** Page text follows **
Well folks, it's time for me to go away for the holidays. I'm not sure if I'll be posting during the next five days, but if my relatives go to bed early, and there is a lot of wine in the house, I just might come up with some insightful stuff, or get sick on the carpet, or maybe both.

Happy Holidays (or whatever Bill O'Reilly wants me to say) to all three of my loyal readers!

Ho! Ho! Ho!

As y'all probably have heard, Bill O'Reilly has been on a crusade against folks that try to be politically correct and wish others "Happy Holidays" or "Seasons Greetings" instead of "Merry Christmas." Not everyone celebrates Christmas, so I think it's awfully thoughtful to wish all folks a season of happiness regardless of their religious beliefs. Other conservative-religious types have also jumped on the bandwagon. This whole "stealing Christmas" thing has gotten quite a bit of press lately, with folks on both sides of the issue yip-yapping about it.

Now, I would think that Mr. Bush would be aware of this little contraversy, and be extra careful how he words his holiday greetings, but.....

in his news conference today, he says:

Good morning and happy holidays to you all

I guess he really doesn't read the newspapers, watch the news, or read news on the internets.

Opposite Day

My friend called yesterday and said it was Opposite Day because her boys were being good boys, when they usually are bad boys. She asked me if it was Opposite Day, and wondered if anything odd was happening to me. Besides spacing out and pouring my Cheerios into a pan on the stove intead of a bowl, everything was pretty normal.

But then I read this post, and I think yesterday really was Opposite Day. Or more to the point, every day is Opposite Day at the White House.

It is a favored tactic in the Bush White House to take on tough criticism by boldly asserting the opposite.

Keeping clean air regulations from forcing further cuts in emissions is labeled a "clear skies" initiative. Judicial nominees who would bring the government into our bedrooms are defenders of liberty. And a scheme to gut Social Security and turn it into a money machine for the securities industry is a plan to "strengthen" that same system.

The latest in this series of 180-degree misdirections - reminiscent of when kids play "opposite day" - was Bush's assertion at a White House conference last week that moving forward with his proposals on Social Security would send positive signals to financial markets


Then it goes on to talk about the Social Security Privitization thingy. It explains it all pretty well for those of us that got C's in Economics.

Oklahoma...

... where the ignorance comes sweepin' down the plain.

For the first time in over ten years, the godly residents of Mustang, Oklahoma defeated a bond measure for education. This one would have built them a new elemetary school.

And all because the superintendent, acting on legal advice from the school board attorney, chose to remove a nativity scene from the school Christmas play.
** End of Page text **
## Instructions for the task
Transcribe the stretch of the blog post from "And all because" through "school Christmas play.". The material that follows comes from a source separate from the blog post.
** Dataset excerpts follows **
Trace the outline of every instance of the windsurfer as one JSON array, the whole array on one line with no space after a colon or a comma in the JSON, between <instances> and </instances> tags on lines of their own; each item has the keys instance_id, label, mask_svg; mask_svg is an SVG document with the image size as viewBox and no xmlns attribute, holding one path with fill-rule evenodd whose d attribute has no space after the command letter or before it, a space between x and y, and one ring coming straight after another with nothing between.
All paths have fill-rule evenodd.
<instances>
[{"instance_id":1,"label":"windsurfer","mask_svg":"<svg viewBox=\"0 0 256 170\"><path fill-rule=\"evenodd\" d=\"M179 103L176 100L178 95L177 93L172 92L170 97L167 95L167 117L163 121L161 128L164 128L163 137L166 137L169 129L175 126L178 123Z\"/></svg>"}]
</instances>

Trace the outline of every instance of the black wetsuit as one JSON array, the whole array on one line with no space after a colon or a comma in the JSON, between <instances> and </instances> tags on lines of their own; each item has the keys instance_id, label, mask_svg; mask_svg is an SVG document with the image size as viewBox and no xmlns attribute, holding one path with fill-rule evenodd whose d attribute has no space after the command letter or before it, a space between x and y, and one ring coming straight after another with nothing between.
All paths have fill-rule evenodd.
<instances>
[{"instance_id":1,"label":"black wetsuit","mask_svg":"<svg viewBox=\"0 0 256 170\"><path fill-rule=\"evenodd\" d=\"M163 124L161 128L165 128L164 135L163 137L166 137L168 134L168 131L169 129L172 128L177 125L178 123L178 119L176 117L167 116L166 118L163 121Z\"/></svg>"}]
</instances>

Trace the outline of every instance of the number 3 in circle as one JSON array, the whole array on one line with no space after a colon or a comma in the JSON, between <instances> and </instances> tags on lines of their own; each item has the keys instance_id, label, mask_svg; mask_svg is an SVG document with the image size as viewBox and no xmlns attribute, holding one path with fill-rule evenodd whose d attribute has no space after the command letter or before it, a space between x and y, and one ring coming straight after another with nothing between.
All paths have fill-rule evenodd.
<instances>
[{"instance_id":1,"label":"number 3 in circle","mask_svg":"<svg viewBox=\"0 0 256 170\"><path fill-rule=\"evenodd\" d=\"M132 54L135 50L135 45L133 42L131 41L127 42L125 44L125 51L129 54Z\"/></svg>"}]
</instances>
** End of Dataset excerpts **
## Answer box
And all because the superintendent, acting on legal advice from the school board attorney, chose to remove a nativity scene from the school Christmas play.